#### Verilen Metin
“Meleklerin Kanatlarında Yürüyen Adam” HÜSEYİN TULPAR Hocamız

Bir zamanlar atalarımızın at koşturduğu Balkan topraklarında taze bir toprak yığını…

Üzerinde saf ve duruluğun sembolü beyaz güller…

Uç taraftaki küçük bir tahtada; “Hüseyin Tulpar” yazıyor.

Bu muhteşem insanı ilkin Antalya’da görmüştüm.

Üniversiteyi bitirdiğim yıl nasibime “Mavi Rüyalar Şehri” Antalya düşmüştü.

Antalya her mevsim güzel olsa da onu asıl güzelleştiren içindeki insanlardı. Bir avuç fedakâr insan Rasanet Gençlik Vakfı’nı kurarak Doğu Garajı mevkiinde birkaç daireden müteşekkil bir kompleksi yurt hâline getirmişlerdi.
########
#### Derlenen Malzeme
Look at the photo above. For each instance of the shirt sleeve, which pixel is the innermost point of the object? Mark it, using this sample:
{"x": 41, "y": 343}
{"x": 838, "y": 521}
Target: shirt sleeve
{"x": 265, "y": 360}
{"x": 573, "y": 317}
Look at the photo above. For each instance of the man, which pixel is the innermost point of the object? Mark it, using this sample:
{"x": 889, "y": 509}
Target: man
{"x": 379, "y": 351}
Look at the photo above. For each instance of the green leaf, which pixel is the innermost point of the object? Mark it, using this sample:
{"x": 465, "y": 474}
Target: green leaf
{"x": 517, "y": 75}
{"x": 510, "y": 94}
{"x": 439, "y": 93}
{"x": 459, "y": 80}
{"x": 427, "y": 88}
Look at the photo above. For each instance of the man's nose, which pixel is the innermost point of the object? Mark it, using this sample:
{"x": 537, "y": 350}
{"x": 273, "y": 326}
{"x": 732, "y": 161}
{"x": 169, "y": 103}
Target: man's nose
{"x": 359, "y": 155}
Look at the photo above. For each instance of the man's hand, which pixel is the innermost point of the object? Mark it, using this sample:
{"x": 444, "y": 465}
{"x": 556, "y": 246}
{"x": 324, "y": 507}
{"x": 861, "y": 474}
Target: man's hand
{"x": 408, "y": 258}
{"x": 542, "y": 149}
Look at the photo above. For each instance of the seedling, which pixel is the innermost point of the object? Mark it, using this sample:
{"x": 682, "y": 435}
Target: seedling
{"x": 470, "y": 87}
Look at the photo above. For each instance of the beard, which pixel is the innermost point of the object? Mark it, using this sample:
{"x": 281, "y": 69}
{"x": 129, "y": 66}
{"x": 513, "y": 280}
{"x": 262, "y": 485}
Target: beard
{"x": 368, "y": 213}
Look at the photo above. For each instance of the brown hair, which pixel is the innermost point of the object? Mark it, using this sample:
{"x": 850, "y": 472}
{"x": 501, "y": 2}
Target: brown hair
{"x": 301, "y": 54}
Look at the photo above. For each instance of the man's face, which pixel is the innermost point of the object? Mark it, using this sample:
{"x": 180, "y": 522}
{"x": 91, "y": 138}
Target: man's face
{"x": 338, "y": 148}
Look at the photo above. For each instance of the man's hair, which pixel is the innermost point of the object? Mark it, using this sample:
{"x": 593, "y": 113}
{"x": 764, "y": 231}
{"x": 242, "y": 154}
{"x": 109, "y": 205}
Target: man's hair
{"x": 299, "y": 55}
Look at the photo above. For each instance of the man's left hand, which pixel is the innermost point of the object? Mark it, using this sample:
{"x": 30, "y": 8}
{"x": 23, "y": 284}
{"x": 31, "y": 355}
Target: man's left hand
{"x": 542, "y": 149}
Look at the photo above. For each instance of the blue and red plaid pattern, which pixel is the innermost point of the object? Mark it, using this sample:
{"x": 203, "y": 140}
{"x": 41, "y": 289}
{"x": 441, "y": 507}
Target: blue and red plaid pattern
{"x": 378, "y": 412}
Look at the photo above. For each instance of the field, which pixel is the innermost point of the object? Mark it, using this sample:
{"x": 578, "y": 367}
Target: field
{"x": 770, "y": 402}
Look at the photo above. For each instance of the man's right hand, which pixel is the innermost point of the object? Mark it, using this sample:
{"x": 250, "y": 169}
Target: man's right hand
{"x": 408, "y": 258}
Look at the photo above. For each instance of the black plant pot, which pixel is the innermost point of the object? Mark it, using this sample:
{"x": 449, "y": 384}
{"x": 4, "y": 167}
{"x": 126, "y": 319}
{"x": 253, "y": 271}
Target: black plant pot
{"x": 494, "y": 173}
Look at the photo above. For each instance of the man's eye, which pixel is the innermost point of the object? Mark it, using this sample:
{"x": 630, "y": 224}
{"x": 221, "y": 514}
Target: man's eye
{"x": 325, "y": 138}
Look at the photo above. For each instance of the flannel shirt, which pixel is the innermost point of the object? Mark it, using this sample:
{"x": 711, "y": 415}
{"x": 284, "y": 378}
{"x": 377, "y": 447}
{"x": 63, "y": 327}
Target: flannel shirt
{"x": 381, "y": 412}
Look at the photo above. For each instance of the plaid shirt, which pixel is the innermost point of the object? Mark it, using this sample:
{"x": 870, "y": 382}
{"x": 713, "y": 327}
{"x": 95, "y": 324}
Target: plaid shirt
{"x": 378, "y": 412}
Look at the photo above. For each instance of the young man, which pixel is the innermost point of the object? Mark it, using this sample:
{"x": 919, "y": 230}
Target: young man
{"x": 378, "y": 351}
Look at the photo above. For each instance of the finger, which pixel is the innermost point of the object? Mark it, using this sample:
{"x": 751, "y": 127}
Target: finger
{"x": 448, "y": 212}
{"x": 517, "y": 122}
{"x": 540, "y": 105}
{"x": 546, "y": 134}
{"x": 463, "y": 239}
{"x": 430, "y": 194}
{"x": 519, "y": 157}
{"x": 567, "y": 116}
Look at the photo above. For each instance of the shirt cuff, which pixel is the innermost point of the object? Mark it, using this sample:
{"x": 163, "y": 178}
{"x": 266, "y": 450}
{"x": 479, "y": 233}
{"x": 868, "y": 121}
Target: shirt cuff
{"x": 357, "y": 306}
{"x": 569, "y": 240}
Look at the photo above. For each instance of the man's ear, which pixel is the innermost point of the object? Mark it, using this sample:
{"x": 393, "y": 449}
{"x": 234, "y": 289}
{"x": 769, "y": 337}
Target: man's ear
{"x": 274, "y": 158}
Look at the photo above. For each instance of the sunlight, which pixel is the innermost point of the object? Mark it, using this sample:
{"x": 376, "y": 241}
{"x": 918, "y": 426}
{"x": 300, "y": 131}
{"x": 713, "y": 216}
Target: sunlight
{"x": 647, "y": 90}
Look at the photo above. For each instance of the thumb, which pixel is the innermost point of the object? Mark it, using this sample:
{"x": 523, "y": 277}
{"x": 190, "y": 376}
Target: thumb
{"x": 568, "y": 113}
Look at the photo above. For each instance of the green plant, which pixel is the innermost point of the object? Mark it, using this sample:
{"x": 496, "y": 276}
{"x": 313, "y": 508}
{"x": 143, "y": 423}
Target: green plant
########
• [Yazılı Görevler]
a) Hüseyin Tulpar'ı anlatan metne göre yazara üniversiteyi bitirdiği yıl hangi şehir düşmüştür?
b) Hüseyin Tulpar'ı anlatan metinde Antalya'yı asıl güzelleştiren şeyin ne olduğu belirtilmektedir. Bunu, metnin verdiği bilgiye dayanarak bir ila üç cümleyle açıklayınız.
c) Hüseyin Tulpar'ı anlatan metni son cümlesinden sonra sürdürünüz.

• [Soruların Cevapları]
a) Antalya.

b) Metne göre Antalya her mevsim güzel olsa da onu asıl güzelleştiren, içindeki insanlardır. Bunun ardından, bir avuç fedakâr insanın Rasanet Gençlik Vakfı'nı kurarak Doğu Garajı mevkiindeki birkaç daireden oluşan bir kompleksi yurt hâline getirdiği anlatılır.

c)
Ben o yurdun ilk müdürüydüm. Hüseyin Tulpar Hocamız da vakıf başkanımızdı. “Tulpar” adını ilk o zaman duymuştum.

Eski Türk mitolojisinde Tulpar’ın, Tanrının yiğit insanlara yardımcı olması için yarattığı kanatlı atlar olduğunu da o zaman öğrenmiştim.

Antalya’nın bu güzel insanları sayesinde Hizmet kısa sürede merkezden muhite yayıldı. Önce ilçelerinde, sonra da bütün bir bölgede öğrenci yurtları arka arkaya geldi.
Antalya hakikaten bir mektep gibiydi.
Bu mektebin öğrencileri de öğretmenleri de değerliydi. Ama bu mektebi değerli kılan muallimlerin başında hiç şüphesiz vakıf başkanımız Tulpar Hoca geliyordu.
O, musikiden edebiyata, siyasetten sanata, kültürümüzün hemen her alanına meraklı, meraklı olduğu kadar da mahir ve mütefekkir bir insandı. Az konuşması, onurlu ve hüzünlü duruşuyla tam bir zarafet timsaliydi.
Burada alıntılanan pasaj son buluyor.